Search the lines of the records for the word "below", and copy every line that has it.

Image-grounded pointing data
+++

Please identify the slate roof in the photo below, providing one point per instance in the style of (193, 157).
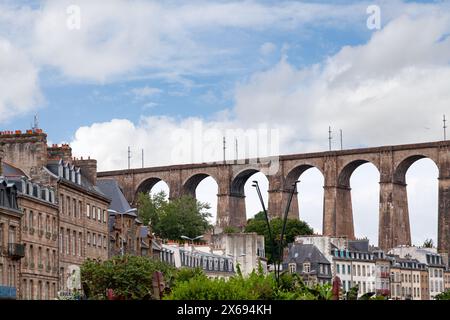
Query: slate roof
(119, 203)
(306, 252)
(11, 171)
(53, 166)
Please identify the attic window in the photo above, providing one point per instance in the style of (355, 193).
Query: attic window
(292, 267)
(306, 267)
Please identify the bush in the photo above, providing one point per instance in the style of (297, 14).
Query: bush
(130, 277)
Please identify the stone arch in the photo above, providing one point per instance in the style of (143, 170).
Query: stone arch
(147, 185)
(403, 166)
(295, 173)
(239, 180)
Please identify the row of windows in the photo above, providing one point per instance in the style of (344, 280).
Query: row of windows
(73, 207)
(45, 258)
(45, 223)
(358, 270)
(97, 240)
(207, 263)
(44, 291)
(8, 276)
(364, 287)
(7, 229)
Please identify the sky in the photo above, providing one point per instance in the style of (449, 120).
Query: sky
(174, 77)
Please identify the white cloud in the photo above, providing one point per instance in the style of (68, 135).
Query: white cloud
(384, 92)
(19, 87)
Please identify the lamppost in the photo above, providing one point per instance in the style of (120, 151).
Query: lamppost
(191, 239)
(236, 262)
(277, 260)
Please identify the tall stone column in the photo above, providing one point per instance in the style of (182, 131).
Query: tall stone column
(394, 227)
(444, 215)
(278, 200)
(231, 210)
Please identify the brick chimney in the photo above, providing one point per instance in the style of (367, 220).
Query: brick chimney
(27, 151)
(88, 169)
(56, 152)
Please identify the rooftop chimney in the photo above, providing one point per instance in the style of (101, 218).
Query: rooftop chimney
(88, 169)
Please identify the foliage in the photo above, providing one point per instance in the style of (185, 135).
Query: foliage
(428, 243)
(256, 286)
(231, 229)
(294, 228)
(443, 296)
(149, 206)
(173, 219)
(129, 276)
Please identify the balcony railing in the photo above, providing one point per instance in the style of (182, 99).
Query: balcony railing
(16, 250)
(8, 293)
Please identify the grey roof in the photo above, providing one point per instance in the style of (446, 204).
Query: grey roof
(306, 252)
(53, 166)
(358, 245)
(11, 171)
(111, 189)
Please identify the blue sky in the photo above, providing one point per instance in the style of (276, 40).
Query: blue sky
(142, 73)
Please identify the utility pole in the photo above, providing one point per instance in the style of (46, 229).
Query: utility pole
(445, 128)
(224, 148)
(329, 138)
(129, 158)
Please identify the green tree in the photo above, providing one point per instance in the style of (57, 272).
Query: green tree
(130, 277)
(428, 243)
(294, 228)
(184, 216)
(149, 206)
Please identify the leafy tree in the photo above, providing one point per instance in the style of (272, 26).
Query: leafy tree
(294, 228)
(149, 206)
(428, 243)
(443, 295)
(183, 216)
(130, 277)
(173, 219)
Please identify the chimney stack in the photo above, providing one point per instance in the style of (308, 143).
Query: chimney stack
(88, 169)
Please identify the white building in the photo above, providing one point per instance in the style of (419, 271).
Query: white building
(430, 257)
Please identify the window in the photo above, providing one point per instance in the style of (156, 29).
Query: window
(61, 240)
(74, 243)
(30, 220)
(292, 267)
(306, 267)
(80, 236)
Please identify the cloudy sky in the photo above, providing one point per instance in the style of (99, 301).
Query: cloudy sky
(154, 75)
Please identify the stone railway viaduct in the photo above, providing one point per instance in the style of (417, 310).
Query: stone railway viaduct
(337, 167)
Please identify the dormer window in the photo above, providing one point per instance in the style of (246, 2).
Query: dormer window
(78, 176)
(306, 267)
(292, 267)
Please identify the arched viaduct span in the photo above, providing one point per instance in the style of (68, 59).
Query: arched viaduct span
(337, 167)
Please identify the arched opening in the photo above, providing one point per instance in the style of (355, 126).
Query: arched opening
(364, 182)
(204, 188)
(153, 186)
(310, 194)
(420, 176)
(242, 187)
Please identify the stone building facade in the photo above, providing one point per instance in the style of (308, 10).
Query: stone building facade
(11, 248)
(65, 217)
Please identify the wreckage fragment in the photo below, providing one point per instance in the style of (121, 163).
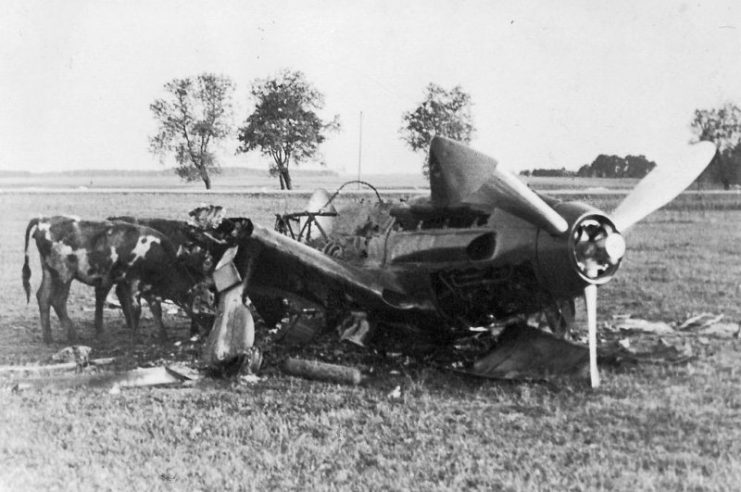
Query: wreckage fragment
(322, 371)
(523, 352)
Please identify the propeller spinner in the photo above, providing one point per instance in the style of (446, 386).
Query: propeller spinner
(459, 174)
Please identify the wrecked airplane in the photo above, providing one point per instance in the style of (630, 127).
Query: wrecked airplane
(483, 247)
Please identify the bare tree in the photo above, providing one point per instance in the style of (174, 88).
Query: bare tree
(195, 113)
(285, 125)
(445, 113)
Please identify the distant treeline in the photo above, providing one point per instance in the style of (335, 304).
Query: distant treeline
(224, 171)
(604, 166)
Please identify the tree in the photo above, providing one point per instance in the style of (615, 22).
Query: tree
(722, 126)
(285, 125)
(195, 114)
(444, 113)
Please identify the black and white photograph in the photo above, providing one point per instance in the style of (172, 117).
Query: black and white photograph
(370, 245)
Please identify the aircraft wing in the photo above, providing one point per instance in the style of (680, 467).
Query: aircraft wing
(281, 263)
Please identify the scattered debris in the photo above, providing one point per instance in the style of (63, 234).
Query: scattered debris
(524, 352)
(355, 328)
(249, 378)
(701, 320)
(674, 350)
(322, 371)
(722, 330)
(709, 324)
(184, 372)
(79, 354)
(634, 325)
(65, 366)
(394, 394)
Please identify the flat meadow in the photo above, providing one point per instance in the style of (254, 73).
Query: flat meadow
(648, 427)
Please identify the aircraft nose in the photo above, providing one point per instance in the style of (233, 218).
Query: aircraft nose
(614, 247)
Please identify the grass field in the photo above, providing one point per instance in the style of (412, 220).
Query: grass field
(651, 427)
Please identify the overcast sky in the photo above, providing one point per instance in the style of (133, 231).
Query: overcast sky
(553, 83)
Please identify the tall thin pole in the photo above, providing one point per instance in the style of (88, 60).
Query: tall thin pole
(360, 146)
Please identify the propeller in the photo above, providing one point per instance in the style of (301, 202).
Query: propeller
(461, 175)
(664, 183)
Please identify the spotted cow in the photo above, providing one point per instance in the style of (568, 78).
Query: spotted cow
(138, 260)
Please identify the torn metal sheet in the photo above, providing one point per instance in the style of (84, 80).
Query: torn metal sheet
(523, 352)
(140, 377)
(635, 325)
(64, 366)
(323, 371)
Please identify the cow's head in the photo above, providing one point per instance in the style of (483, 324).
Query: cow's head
(196, 258)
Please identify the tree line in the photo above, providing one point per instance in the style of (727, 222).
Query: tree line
(284, 125)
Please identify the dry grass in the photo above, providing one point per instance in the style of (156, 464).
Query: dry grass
(650, 427)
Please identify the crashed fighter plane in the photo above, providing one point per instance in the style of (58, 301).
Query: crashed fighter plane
(482, 247)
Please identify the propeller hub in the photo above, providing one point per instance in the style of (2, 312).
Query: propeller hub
(598, 248)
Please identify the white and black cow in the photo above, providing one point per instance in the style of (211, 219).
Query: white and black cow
(198, 247)
(138, 260)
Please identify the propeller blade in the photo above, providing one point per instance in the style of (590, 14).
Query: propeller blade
(461, 175)
(590, 296)
(663, 184)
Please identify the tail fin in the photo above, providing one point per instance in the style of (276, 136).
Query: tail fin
(33, 224)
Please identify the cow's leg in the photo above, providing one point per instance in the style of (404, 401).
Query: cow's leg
(43, 296)
(155, 306)
(59, 295)
(127, 292)
(101, 292)
(124, 298)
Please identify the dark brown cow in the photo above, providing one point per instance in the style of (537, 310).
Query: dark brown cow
(139, 260)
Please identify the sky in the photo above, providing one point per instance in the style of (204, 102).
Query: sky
(553, 84)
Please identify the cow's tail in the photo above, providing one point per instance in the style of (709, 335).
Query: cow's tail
(33, 224)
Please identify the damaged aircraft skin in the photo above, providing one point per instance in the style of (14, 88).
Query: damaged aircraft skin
(482, 247)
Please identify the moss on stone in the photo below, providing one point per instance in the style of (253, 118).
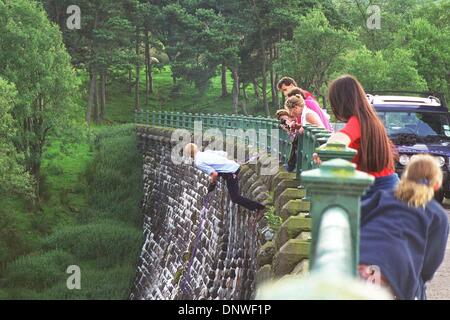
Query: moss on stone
(293, 208)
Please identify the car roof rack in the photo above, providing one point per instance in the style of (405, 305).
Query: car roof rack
(392, 96)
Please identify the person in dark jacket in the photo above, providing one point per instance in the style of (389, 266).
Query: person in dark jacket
(404, 233)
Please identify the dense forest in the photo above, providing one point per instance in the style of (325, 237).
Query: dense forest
(70, 81)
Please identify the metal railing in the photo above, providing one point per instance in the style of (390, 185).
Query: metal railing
(334, 189)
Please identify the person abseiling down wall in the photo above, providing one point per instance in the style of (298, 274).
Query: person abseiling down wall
(216, 164)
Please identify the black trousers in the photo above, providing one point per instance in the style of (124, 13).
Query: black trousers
(233, 190)
(292, 161)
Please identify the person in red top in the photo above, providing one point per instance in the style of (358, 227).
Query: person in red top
(364, 132)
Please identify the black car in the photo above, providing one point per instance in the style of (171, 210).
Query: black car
(417, 124)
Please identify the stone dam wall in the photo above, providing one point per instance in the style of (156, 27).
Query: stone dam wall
(218, 253)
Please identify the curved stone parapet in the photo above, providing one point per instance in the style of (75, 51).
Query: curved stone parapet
(221, 264)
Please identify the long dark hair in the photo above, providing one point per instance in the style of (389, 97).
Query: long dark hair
(347, 99)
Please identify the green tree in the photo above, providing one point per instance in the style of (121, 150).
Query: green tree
(429, 45)
(315, 47)
(34, 59)
(382, 70)
(13, 176)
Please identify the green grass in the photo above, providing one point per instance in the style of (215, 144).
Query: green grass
(89, 217)
(91, 189)
(182, 97)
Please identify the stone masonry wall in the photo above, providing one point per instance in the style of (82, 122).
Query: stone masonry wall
(231, 258)
(224, 264)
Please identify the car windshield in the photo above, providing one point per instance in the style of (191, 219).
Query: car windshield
(422, 127)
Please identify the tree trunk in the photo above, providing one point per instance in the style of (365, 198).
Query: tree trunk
(272, 81)
(137, 101)
(235, 90)
(256, 88)
(244, 101)
(103, 95)
(264, 60)
(130, 82)
(224, 81)
(91, 100)
(244, 91)
(147, 67)
(96, 101)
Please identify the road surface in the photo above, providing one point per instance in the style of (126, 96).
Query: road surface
(439, 288)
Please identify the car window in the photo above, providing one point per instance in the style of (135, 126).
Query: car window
(422, 124)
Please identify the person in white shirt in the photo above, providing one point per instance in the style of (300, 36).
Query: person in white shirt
(216, 164)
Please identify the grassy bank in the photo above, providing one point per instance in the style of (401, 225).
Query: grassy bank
(90, 217)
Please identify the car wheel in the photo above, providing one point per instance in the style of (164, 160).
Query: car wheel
(439, 195)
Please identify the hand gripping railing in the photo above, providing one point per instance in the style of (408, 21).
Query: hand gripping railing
(264, 139)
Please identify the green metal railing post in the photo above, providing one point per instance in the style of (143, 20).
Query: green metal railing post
(322, 183)
(331, 151)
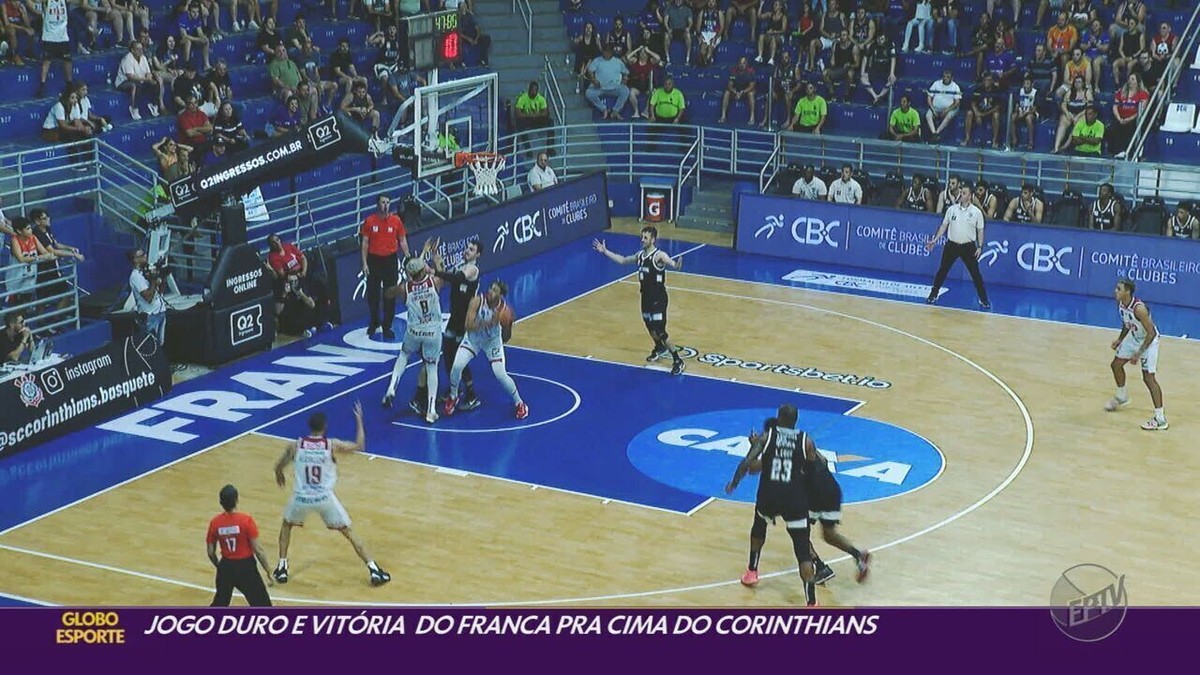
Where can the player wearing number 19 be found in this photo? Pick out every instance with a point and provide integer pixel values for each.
(783, 493)
(316, 473)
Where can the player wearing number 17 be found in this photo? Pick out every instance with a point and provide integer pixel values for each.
(316, 475)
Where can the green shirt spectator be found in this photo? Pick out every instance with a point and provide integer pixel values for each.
(1087, 135)
(666, 102)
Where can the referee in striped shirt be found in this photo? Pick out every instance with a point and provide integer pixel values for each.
(963, 227)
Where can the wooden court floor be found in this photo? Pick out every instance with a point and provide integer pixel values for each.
(1038, 478)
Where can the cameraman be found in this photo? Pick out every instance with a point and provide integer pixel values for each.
(15, 338)
(299, 299)
(147, 285)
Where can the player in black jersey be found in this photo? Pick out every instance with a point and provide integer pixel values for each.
(652, 264)
(463, 282)
(781, 454)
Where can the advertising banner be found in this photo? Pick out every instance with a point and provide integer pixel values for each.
(509, 232)
(1031, 256)
(79, 392)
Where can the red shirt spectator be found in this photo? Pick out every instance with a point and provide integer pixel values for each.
(233, 531)
(288, 260)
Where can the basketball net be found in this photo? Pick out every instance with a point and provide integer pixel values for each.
(486, 168)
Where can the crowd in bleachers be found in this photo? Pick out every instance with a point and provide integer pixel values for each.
(831, 66)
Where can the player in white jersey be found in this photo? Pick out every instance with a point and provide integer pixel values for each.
(489, 327)
(424, 332)
(1138, 342)
(316, 473)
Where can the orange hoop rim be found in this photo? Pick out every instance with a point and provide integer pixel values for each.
(463, 159)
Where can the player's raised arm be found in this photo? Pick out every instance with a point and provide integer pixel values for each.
(360, 440)
(599, 245)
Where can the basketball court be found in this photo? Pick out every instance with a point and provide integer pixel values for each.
(977, 459)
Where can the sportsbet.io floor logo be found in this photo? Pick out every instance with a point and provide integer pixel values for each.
(699, 453)
(1089, 602)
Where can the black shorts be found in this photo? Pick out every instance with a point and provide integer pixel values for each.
(55, 51)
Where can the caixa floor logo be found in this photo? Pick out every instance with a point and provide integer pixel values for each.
(699, 453)
(805, 230)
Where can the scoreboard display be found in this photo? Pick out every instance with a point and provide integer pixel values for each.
(433, 40)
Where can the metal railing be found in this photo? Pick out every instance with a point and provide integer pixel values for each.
(526, 11)
(1163, 94)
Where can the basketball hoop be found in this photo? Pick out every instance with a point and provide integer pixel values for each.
(486, 167)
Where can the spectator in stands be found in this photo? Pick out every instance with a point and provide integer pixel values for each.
(1072, 112)
(191, 34)
(295, 306)
(1075, 66)
(917, 197)
(809, 186)
(985, 107)
(587, 47)
(745, 9)
(49, 279)
(95, 10)
(1025, 208)
(741, 85)
(27, 251)
(173, 159)
(880, 69)
(1128, 10)
(1107, 210)
(1026, 112)
(61, 127)
(618, 39)
(1095, 41)
(541, 175)
(471, 33)
(787, 87)
(833, 23)
(55, 40)
(1182, 225)
(678, 28)
(16, 339)
(1061, 37)
(137, 77)
(846, 190)
(641, 63)
(265, 42)
(651, 24)
(16, 22)
(1001, 64)
(774, 34)
(195, 126)
(1132, 42)
(1044, 71)
(947, 12)
(667, 103)
(943, 99)
(844, 66)
(983, 198)
(904, 123)
(253, 16)
(187, 84)
(145, 286)
(287, 118)
(982, 40)
(922, 21)
(810, 112)
(1087, 135)
(607, 75)
(360, 108)
(87, 113)
(709, 27)
(1128, 105)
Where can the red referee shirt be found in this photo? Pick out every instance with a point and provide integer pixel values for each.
(233, 531)
(383, 234)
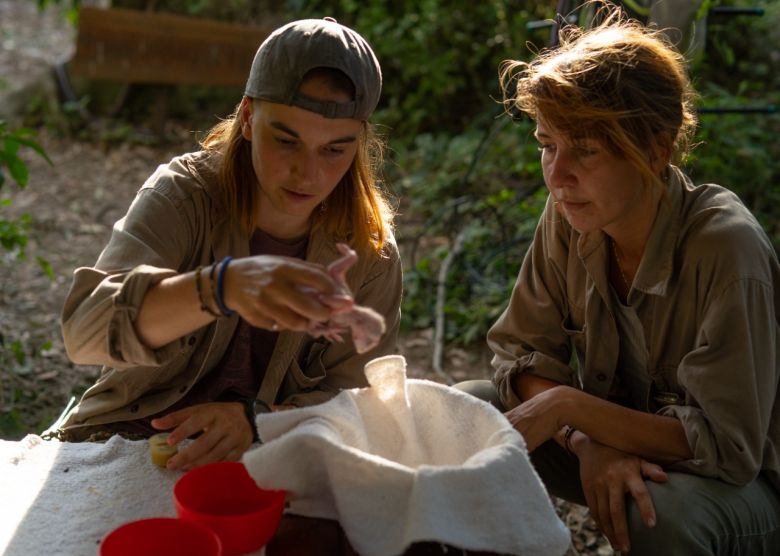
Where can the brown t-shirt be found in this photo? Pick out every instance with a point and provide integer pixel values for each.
(241, 370)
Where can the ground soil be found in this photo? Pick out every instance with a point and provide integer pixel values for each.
(73, 203)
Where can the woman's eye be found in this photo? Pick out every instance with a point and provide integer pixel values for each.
(334, 151)
(543, 147)
(284, 141)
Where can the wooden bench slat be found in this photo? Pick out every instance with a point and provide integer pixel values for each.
(145, 47)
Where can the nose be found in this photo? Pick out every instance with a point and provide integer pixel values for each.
(558, 169)
(305, 169)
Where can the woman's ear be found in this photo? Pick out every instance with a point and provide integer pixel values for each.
(662, 152)
(245, 113)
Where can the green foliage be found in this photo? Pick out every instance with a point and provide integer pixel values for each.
(15, 353)
(18, 388)
(483, 192)
(14, 232)
(70, 8)
(439, 58)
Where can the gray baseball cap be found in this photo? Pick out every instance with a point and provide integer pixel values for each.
(291, 51)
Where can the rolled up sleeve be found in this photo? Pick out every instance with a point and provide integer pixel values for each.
(529, 336)
(731, 382)
(146, 246)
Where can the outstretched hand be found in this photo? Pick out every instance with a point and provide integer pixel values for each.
(281, 292)
(607, 475)
(537, 419)
(225, 433)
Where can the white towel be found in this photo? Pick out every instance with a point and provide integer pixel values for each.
(406, 461)
(61, 498)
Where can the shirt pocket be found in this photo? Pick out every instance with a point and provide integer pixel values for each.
(665, 390)
(575, 329)
(308, 371)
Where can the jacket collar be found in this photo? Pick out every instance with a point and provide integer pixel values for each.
(655, 269)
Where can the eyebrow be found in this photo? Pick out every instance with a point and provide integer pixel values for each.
(283, 128)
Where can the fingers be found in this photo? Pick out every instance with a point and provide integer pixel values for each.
(224, 434)
(641, 495)
(617, 517)
(288, 293)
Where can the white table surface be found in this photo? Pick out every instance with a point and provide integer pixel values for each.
(62, 498)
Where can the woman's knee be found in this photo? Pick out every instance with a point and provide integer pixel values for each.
(482, 389)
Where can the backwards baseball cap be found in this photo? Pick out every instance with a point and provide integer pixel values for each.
(291, 51)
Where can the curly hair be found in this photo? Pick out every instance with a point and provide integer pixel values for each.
(618, 83)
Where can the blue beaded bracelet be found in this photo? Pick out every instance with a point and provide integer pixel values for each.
(220, 287)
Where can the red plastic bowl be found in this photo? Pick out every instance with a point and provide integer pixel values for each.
(161, 536)
(223, 497)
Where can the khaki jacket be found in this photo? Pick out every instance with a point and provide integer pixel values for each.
(174, 224)
(707, 293)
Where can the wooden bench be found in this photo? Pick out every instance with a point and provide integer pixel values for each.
(133, 46)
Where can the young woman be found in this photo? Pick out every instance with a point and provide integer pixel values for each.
(667, 424)
(198, 307)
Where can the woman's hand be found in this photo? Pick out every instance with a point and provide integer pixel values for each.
(607, 475)
(539, 418)
(281, 292)
(225, 433)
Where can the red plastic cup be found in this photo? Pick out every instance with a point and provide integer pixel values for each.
(223, 497)
(161, 536)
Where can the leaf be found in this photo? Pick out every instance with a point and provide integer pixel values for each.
(46, 267)
(37, 148)
(19, 171)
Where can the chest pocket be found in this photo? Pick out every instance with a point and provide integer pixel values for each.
(574, 327)
(308, 370)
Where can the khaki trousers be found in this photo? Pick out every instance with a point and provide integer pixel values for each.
(695, 515)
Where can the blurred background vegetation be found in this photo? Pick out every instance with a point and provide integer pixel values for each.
(467, 178)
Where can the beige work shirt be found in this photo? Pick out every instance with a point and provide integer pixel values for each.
(176, 223)
(707, 293)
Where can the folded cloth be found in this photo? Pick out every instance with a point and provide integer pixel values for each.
(406, 461)
(63, 498)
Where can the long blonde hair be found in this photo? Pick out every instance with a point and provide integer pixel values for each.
(619, 83)
(357, 211)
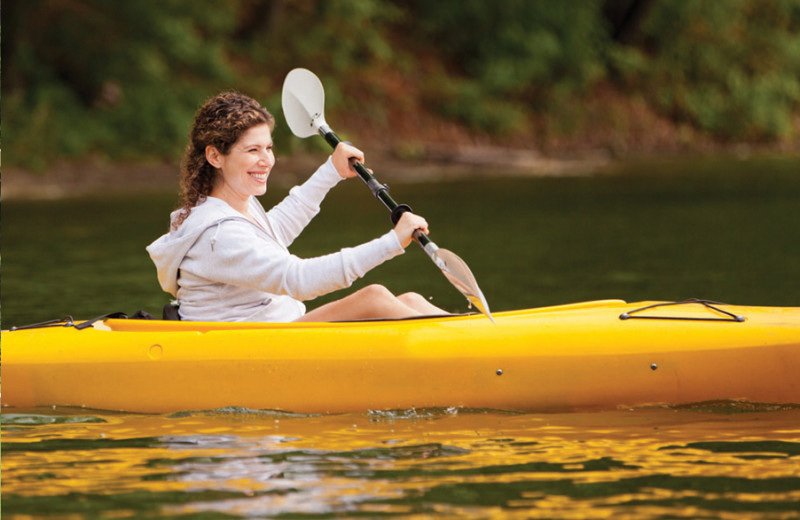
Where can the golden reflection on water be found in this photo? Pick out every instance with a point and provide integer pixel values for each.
(639, 464)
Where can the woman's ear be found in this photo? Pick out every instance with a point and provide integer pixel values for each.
(213, 156)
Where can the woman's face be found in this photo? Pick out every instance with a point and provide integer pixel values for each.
(245, 167)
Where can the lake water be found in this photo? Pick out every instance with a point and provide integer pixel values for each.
(725, 230)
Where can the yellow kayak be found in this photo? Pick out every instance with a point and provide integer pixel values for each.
(587, 356)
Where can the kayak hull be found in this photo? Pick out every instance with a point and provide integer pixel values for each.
(568, 358)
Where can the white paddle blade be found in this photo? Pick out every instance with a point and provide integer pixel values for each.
(303, 100)
(457, 272)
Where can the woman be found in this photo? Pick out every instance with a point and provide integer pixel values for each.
(226, 259)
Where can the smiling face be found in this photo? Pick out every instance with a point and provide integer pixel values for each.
(243, 171)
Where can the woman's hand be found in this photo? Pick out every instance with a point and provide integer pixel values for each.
(405, 227)
(341, 159)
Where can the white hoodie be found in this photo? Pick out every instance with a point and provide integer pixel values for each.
(223, 267)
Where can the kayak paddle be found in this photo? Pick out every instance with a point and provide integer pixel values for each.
(303, 101)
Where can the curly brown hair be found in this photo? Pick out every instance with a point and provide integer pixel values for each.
(220, 122)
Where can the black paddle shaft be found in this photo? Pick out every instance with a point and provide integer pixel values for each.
(381, 191)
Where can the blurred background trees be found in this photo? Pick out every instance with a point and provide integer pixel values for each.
(122, 79)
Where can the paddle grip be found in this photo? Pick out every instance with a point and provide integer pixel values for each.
(381, 191)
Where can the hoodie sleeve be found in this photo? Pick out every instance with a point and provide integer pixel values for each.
(287, 219)
(238, 253)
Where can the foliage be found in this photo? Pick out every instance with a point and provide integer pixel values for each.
(731, 68)
(123, 79)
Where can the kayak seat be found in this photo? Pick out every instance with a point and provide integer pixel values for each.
(170, 312)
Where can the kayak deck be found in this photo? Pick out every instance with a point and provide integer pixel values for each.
(584, 356)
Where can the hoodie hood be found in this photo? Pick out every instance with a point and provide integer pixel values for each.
(169, 250)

+++

FINAL ANSWER -
Please identify the slate roof in the photo below, providing one point per instance in the style of (193, 157).
Please identify the wreckage fragment in the photo below, providing one point per instance in the style of (121, 163).
Please identify the moss on stone in the photo below, providing one point per instance in the style of (253, 118).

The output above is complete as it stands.